* _DATA RECORDS_:
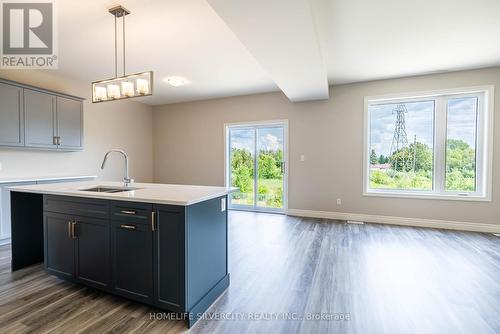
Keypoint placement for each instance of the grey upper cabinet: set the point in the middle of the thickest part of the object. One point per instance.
(69, 123)
(11, 116)
(40, 119)
(36, 118)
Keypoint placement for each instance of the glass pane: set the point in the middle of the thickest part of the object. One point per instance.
(461, 144)
(270, 167)
(242, 165)
(402, 145)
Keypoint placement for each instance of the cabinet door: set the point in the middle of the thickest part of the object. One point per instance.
(92, 252)
(39, 116)
(69, 123)
(168, 257)
(11, 116)
(132, 259)
(59, 245)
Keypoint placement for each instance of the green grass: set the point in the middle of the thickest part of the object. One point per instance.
(270, 194)
(389, 179)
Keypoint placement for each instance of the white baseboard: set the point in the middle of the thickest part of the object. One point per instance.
(5, 241)
(419, 222)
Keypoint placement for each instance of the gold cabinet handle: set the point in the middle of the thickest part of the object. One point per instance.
(128, 227)
(73, 230)
(153, 219)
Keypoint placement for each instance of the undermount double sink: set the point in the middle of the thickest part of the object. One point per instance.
(105, 189)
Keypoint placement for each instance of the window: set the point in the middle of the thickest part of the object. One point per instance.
(435, 144)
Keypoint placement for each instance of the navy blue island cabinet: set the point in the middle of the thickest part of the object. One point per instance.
(174, 258)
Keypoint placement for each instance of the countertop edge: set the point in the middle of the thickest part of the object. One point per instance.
(123, 199)
(49, 178)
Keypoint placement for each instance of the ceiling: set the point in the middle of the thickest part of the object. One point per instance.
(227, 48)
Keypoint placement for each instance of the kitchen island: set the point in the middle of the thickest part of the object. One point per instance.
(162, 245)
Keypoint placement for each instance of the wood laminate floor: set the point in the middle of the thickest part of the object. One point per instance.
(287, 271)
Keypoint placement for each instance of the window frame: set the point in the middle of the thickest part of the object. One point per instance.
(484, 143)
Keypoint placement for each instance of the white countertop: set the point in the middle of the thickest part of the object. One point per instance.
(174, 194)
(22, 179)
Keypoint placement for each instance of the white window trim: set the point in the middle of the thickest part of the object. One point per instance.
(484, 144)
(278, 122)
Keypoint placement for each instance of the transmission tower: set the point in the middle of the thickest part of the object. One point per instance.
(402, 160)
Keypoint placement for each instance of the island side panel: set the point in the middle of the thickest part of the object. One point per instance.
(169, 253)
(27, 229)
(206, 234)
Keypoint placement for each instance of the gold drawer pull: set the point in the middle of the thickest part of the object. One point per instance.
(128, 227)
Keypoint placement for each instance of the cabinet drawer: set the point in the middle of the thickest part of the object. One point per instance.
(77, 206)
(131, 212)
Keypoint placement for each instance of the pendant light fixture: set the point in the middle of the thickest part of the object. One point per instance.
(126, 86)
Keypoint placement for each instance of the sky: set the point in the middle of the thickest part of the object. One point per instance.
(461, 116)
(267, 139)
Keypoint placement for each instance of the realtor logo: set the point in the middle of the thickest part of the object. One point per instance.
(28, 35)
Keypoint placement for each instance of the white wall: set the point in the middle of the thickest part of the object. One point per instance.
(189, 146)
(120, 124)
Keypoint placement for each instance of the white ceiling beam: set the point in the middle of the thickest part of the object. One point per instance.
(281, 36)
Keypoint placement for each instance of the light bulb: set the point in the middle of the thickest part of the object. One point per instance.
(127, 88)
(142, 86)
(114, 91)
(100, 93)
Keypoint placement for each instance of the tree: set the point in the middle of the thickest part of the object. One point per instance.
(460, 156)
(242, 169)
(422, 155)
(373, 157)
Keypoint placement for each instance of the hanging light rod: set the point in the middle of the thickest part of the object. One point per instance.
(125, 86)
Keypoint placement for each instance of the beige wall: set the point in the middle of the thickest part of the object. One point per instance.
(189, 146)
(121, 124)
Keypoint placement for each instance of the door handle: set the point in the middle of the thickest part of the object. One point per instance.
(128, 227)
(70, 230)
(73, 230)
(153, 223)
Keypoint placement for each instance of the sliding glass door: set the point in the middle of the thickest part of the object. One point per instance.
(256, 166)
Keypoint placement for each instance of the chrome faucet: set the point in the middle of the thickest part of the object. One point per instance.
(126, 180)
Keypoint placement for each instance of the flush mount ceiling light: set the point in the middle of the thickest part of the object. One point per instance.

* _WORK TO COMPLETE_: Copy the rows from the line containing "Keypoint placement for each instance of the door" through the last row, and shift every point coordinate by adding 118 to both its x and y values. Keep the request lines as they are.

* _TASK SOLUTION_:
Keypoint placement for each instance of the door handle: set the point in the middle of the thickest part of the object. One point per instance.
(246, 345)
(188, 348)
(191, 348)
(271, 341)
Keypoint placement for each instance of the sliding glass door: set the point in the middle of the thickest part of the object. One point per instance.
(374, 284)
Keypoint placement for each instance of the chrome faucet: set the point in the middle of the thickest part of the object. One point per instance.
(244, 298)
Keypoint placement for each instance of the flush mount ceiling light: set the point in the middle of the thickest part of the object. One point per instance.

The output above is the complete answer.